> WORK REQUEST: Everything from the first line of the records to the line containing "of the main", inclusive, is to be extracted exactly, and nothing more.

· · · ·

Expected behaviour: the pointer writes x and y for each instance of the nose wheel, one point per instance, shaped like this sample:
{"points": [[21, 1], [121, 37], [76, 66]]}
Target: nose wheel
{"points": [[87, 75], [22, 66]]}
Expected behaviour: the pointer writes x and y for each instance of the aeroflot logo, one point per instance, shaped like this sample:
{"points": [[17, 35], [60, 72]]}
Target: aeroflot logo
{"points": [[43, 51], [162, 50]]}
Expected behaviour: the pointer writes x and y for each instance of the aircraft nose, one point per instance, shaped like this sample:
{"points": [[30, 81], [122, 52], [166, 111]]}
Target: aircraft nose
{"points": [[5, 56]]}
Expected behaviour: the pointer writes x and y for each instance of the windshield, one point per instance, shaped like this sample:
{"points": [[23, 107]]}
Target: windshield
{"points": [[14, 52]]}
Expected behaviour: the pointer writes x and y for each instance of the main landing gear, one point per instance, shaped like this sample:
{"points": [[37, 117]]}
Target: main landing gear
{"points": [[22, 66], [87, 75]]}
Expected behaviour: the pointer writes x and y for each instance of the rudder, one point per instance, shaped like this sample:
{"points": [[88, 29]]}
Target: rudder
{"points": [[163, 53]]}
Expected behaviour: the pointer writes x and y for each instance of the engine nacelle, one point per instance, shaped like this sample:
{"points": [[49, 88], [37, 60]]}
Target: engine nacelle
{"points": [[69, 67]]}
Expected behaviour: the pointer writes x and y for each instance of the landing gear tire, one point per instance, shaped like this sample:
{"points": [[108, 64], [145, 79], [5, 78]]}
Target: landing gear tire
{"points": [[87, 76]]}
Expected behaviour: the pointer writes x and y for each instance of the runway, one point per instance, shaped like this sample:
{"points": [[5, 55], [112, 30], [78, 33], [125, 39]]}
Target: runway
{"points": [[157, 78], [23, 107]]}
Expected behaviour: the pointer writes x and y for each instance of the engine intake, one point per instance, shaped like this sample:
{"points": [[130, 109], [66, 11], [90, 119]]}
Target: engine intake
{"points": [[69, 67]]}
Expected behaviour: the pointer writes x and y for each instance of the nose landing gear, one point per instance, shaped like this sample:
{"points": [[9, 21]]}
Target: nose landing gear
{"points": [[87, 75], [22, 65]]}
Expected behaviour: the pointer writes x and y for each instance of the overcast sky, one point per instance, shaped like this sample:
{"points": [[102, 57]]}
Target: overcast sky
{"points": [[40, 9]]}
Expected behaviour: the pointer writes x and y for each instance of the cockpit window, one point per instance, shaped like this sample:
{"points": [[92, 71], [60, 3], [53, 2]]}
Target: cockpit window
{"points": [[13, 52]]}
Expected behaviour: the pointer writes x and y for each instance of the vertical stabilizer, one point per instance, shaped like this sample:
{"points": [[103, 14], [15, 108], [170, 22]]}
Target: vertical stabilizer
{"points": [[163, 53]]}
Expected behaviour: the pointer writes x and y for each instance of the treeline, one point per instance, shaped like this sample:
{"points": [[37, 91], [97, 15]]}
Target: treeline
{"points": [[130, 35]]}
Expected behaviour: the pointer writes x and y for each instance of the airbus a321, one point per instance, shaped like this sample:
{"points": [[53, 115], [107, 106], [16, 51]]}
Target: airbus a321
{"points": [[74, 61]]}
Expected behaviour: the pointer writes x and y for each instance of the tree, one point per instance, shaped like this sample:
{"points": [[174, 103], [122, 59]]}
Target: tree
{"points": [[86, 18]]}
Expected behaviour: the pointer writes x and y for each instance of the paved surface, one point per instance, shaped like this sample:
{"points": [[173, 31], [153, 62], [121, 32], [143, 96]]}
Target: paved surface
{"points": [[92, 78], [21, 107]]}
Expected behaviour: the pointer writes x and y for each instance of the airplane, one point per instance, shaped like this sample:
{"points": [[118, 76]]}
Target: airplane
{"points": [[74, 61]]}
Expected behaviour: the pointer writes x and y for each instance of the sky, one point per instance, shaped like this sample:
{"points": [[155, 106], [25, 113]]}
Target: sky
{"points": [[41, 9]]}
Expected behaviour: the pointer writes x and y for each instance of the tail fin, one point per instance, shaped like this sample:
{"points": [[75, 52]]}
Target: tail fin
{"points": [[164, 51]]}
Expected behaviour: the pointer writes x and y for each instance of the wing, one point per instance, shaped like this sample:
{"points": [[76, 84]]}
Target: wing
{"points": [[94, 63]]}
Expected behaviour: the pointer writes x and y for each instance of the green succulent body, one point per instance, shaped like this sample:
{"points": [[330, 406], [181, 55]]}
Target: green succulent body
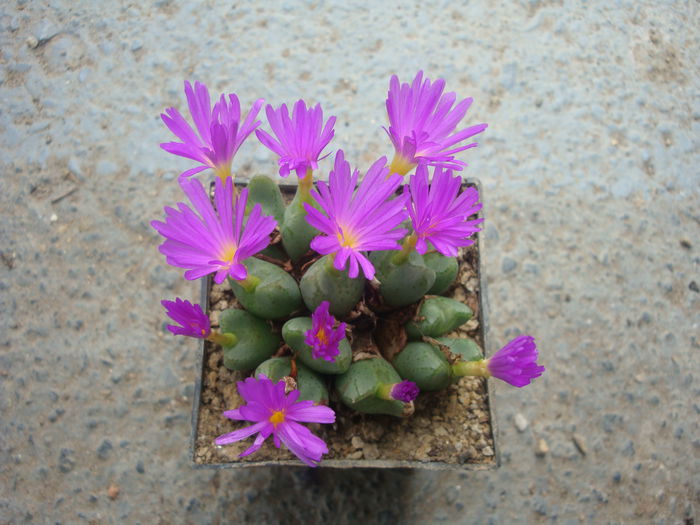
{"points": [[266, 192], [311, 386], [438, 316], [255, 340], [276, 295], [359, 385], [294, 334], [425, 365], [296, 232], [465, 347], [405, 283], [445, 268], [322, 282]]}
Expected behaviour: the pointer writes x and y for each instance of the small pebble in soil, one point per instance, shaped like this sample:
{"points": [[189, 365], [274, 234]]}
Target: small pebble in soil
{"points": [[104, 449], [542, 448], [508, 265], [580, 444], [520, 422], [113, 491]]}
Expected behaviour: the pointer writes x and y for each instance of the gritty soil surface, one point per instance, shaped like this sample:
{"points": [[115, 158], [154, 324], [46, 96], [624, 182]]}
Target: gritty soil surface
{"points": [[449, 427]]}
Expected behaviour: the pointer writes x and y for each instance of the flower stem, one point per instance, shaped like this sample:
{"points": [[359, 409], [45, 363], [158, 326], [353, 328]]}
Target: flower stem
{"points": [[227, 339], [330, 259], [249, 283], [400, 165], [409, 244], [471, 368], [384, 391], [304, 187]]}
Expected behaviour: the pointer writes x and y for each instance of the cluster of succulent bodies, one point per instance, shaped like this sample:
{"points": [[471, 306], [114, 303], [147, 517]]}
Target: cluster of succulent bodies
{"points": [[316, 277]]}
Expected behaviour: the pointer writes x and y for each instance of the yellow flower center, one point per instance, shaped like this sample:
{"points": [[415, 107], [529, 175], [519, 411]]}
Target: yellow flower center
{"points": [[277, 417], [228, 253], [400, 165], [223, 171], [322, 336], [346, 237]]}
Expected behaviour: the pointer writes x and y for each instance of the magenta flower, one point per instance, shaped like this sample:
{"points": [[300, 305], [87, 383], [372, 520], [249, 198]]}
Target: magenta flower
{"points": [[278, 414], [219, 131], [192, 320], [300, 139], [357, 220], [516, 363], [422, 124], [323, 339], [405, 391], [213, 242], [439, 213]]}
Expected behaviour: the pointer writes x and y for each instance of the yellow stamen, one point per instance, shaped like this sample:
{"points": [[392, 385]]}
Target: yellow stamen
{"points": [[228, 253], [400, 165], [346, 238], [322, 336], [277, 417], [223, 172]]}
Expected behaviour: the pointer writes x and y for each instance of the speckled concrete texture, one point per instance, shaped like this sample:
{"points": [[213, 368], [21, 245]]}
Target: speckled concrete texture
{"points": [[591, 188]]}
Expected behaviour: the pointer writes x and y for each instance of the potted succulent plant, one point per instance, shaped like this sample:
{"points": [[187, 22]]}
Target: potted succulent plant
{"points": [[343, 318]]}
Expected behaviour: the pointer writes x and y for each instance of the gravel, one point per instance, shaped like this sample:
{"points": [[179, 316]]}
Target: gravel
{"points": [[589, 168]]}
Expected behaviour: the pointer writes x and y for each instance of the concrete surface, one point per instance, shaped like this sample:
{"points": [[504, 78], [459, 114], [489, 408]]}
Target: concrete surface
{"points": [[590, 167]]}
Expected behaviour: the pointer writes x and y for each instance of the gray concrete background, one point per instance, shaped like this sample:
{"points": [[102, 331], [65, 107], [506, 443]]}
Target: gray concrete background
{"points": [[590, 169]]}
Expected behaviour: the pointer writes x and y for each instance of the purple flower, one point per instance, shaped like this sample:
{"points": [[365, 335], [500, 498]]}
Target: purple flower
{"points": [[439, 215], [421, 124], [213, 242], [278, 414], [357, 221], [192, 320], [405, 391], [323, 339], [300, 139], [516, 363], [219, 132]]}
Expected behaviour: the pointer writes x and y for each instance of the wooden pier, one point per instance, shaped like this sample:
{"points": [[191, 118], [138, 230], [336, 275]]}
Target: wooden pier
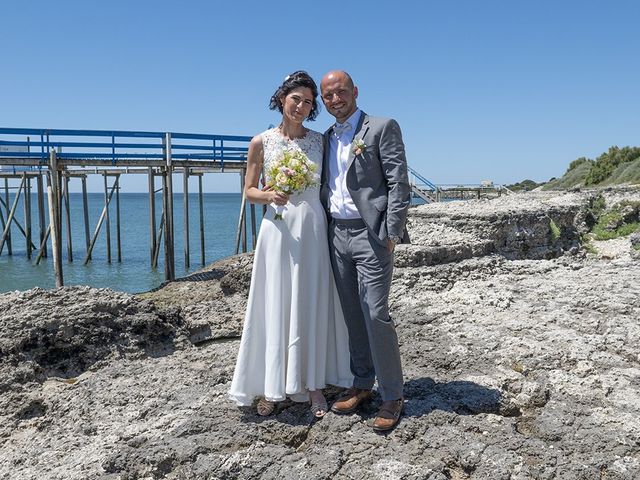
{"points": [[56, 157], [430, 192]]}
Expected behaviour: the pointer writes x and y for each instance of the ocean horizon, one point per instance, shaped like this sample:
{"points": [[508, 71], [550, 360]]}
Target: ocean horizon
{"points": [[134, 273]]}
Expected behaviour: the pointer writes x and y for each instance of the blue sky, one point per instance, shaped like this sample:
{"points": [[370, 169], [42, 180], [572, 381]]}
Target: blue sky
{"points": [[500, 90]]}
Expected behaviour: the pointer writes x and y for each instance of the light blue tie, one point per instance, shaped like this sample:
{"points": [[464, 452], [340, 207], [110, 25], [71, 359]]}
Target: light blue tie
{"points": [[341, 129]]}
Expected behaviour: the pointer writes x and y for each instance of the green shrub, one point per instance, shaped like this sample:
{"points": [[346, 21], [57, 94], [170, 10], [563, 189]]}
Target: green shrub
{"points": [[577, 162], [606, 163]]}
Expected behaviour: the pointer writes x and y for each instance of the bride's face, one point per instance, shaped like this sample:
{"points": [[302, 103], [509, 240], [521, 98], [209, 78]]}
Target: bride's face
{"points": [[297, 104]]}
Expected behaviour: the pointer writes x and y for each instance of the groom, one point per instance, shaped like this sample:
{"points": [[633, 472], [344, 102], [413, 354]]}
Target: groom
{"points": [[365, 191]]}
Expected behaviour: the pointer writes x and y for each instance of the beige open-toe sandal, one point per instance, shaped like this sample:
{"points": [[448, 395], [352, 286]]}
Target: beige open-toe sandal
{"points": [[319, 408], [265, 407]]}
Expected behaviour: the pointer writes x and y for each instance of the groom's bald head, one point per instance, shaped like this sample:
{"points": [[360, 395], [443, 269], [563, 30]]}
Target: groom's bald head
{"points": [[339, 94]]}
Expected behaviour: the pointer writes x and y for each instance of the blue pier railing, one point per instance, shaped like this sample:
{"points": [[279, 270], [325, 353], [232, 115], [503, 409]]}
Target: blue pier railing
{"points": [[118, 146]]}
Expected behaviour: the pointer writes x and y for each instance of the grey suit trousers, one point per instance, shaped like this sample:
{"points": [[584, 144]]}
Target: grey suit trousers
{"points": [[363, 269]]}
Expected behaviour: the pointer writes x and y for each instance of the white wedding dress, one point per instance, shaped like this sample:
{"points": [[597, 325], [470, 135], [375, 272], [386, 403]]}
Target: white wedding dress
{"points": [[294, 337]]}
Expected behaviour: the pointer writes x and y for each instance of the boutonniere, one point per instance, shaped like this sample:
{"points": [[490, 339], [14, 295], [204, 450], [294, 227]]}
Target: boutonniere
{"points": [[358, 147]]}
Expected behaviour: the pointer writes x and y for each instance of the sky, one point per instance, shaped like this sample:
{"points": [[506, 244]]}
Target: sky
{"points": [[500, 90]]}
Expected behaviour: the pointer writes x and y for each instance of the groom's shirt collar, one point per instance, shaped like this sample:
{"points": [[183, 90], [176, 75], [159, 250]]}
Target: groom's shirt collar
{"points": [[352, 121], [341, 205]]}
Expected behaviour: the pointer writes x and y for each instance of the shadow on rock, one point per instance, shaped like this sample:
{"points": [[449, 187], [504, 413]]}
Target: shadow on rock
{"points": [[423, 395]]}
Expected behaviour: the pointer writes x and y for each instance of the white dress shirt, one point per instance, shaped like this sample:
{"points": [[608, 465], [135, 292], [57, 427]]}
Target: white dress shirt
{"points": [[340, 202]]}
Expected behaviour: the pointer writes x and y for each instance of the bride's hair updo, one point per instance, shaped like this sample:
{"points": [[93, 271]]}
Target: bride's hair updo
{"points": [[291, 82]]}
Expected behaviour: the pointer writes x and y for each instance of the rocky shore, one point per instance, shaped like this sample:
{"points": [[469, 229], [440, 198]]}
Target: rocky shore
{"points": [[519, 343]]}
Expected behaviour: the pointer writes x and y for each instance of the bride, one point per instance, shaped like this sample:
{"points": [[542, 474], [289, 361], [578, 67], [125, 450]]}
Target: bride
{"points": [[294, 341]]}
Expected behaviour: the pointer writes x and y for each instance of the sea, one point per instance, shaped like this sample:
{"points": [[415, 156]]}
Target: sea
{"points": [[134, 273]]}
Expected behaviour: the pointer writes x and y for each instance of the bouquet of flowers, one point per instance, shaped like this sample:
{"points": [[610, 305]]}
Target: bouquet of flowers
{"points": [[291, 173]]}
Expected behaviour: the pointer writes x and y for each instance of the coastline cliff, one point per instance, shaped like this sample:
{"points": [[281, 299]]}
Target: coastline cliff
{"points": [[518, 331]]}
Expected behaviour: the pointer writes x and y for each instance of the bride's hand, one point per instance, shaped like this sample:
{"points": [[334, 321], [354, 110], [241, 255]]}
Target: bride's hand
{"points": [[279, 198]]}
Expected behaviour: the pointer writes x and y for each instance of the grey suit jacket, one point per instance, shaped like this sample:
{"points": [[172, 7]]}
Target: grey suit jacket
{"points": [[377, 179]]}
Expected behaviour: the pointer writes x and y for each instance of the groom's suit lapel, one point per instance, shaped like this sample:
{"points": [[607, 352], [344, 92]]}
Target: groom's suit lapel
{"points": [[361, 130]]}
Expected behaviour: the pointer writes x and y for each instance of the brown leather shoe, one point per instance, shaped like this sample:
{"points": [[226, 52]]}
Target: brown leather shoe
{"points": [[351, 400], [388, 415]]}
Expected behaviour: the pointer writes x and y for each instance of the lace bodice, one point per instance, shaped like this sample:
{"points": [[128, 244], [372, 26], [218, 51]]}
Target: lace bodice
{"points": [[311, 145]]}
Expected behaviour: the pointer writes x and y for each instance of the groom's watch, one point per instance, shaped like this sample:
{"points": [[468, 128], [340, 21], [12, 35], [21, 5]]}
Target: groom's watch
{"points": [[395, 239]]}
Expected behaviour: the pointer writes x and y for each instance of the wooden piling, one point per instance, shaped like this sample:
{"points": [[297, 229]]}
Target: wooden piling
{"points": [[168, 274], [152, 217], [103, 215], [27, 215], [253, 226], [6, 234], [54, 218], [108, 224], [169, 230], [118, 242], [7, 201], [201, 202], [156, 253], [243, 204], [85, 213], [43, 227], [67, 208], [185, 209]]}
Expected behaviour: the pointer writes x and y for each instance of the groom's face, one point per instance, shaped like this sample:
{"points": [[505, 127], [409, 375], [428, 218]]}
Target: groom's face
{"points": [[339, 95]]}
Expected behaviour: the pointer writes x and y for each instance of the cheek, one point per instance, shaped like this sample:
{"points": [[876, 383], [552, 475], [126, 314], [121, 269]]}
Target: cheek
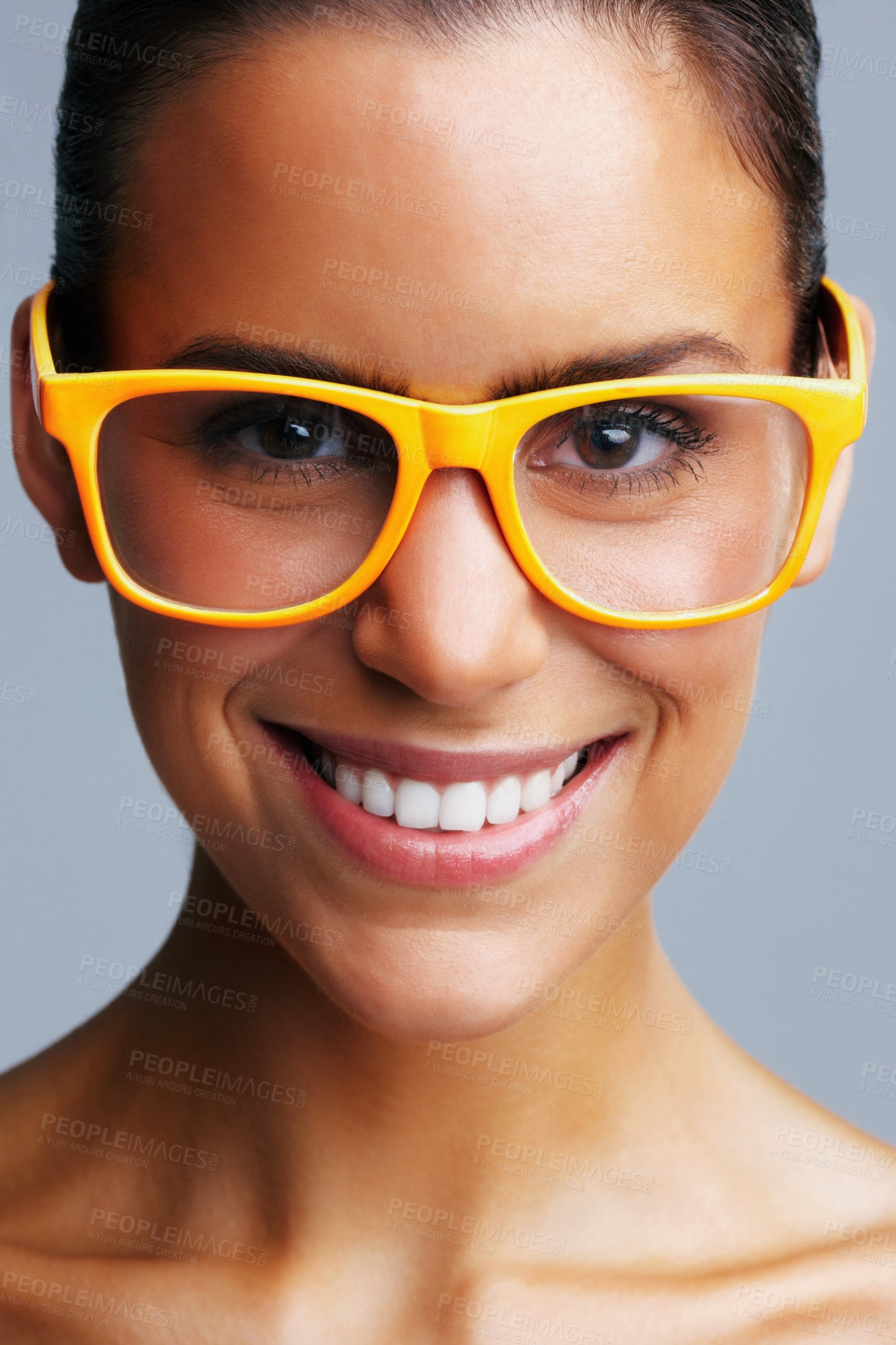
{"points": [[190, 683], [694, 689]]}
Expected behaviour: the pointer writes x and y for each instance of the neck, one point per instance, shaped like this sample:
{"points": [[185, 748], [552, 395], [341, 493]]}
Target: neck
{"points": [[325, 1104]]}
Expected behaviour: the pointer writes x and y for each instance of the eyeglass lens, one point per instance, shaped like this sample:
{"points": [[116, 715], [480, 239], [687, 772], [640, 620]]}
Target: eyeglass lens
{"points": [[249, 502]]}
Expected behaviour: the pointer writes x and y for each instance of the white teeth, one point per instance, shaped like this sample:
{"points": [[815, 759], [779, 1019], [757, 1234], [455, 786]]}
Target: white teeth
{"points": [[377, 795], [418, 805], [503, 801], [463, 808], [536, 791], [349, 782]]}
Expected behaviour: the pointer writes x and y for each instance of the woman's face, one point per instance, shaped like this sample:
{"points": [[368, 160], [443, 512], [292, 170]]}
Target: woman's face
{"points": [[326, 187]]}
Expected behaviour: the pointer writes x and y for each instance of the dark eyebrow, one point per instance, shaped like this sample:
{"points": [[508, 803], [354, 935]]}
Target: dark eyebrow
{"points": [[655, 358]]}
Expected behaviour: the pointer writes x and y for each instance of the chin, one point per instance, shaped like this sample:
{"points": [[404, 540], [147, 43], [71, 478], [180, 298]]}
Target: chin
{"points": [[427, 1003]]}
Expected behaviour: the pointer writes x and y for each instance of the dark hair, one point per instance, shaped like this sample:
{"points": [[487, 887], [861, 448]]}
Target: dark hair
{"points": [[752, 62]]}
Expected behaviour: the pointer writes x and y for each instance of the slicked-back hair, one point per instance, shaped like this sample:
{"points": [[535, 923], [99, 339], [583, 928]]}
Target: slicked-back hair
{"points": [[752, 62]]}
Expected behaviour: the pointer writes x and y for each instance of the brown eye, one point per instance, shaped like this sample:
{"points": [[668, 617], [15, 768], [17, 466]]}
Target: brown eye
{"points": [[613, 446]]}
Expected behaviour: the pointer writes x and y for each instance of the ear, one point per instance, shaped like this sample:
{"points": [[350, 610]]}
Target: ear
{"points": [[43, 463], [822, 547]]}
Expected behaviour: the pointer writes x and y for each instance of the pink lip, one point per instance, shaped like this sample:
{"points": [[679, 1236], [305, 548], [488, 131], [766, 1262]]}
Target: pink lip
{"points": [[447, 860]]}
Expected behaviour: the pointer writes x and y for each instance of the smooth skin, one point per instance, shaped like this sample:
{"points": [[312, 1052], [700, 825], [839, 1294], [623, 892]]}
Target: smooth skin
{"points": [[572, 249]]}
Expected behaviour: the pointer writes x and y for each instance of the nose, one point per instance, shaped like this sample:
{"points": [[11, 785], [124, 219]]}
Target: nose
{"points": [[463, 619]]}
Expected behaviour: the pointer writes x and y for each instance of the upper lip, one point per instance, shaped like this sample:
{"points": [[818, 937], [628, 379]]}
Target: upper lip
{"points": [[438, 764]]}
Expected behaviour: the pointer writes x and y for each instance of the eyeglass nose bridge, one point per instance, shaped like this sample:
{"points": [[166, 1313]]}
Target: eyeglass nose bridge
{"points": [[455, 436]]}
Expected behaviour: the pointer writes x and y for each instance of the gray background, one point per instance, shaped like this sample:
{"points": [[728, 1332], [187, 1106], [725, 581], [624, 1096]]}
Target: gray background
{"points": [[800, 892]]}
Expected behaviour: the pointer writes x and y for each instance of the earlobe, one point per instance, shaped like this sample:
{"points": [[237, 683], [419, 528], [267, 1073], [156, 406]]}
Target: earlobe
{"points": [[43, 464], [822, 547]]}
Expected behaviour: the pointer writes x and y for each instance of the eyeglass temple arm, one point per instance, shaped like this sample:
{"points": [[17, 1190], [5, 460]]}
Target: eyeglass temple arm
{"points": [[856, 362], [42, 362]]}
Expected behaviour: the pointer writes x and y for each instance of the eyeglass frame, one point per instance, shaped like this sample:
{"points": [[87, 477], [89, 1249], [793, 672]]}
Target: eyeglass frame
{"points": [[431, 436]]}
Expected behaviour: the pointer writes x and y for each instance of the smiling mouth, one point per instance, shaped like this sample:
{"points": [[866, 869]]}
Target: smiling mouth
{"points": [[468, 806]]}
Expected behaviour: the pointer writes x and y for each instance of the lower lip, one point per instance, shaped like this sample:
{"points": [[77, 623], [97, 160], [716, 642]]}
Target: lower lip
{"points": [[448, 858]]}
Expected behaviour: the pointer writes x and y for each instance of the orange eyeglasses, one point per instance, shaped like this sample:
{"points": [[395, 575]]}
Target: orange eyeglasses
{"points": [[256, 501]]}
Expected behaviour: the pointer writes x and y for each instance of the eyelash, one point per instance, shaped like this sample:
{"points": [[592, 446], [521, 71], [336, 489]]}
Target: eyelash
{"points": [[693, 444], [211, 441]]}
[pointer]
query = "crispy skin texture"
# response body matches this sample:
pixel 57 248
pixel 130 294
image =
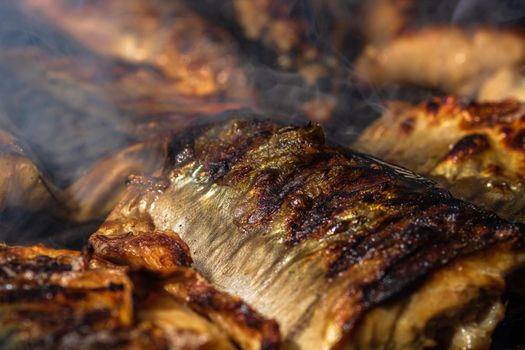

· · · ·

> TASK RESPONSE:
Expected behaviour: the pointer writes x and y for each instance of the nose wheel, one point per instance, shaped like this sample:
{"points": [[21, 1], [121, 37], [76, 66]]}
Target: nose wheel
{"points": [[87, 75], [22, 66]]}
Expected behaviour: the pointer writes x and y for each instance of the aeroflot logo, one point per instance, shaped like this sample:
{"points": [[17, 35], [60, 72]]}
Target: aeroflot logo
{"points": [[43, 51], [162, 50]]}
Expected behaviour: the pointer writes x and y for each instance of the aircraft nose, one point per instance, shaped like this sample:
{"points": [[30, 81], [122, 52], [166, 111]]}
Target: aircraft nose
{"points": [[5, 56]]}
Expected behaviour: the pointer writes x and y for each instance of the windshield, one point per instance, shaped like this sample:
{"points": [[23, 107]]}
Target: windshield
{"points": [[14, 52]]}
Expected behaviour: the pointer writes x and y for each instance of the main landing gear, one point per instance, shaped like this sample:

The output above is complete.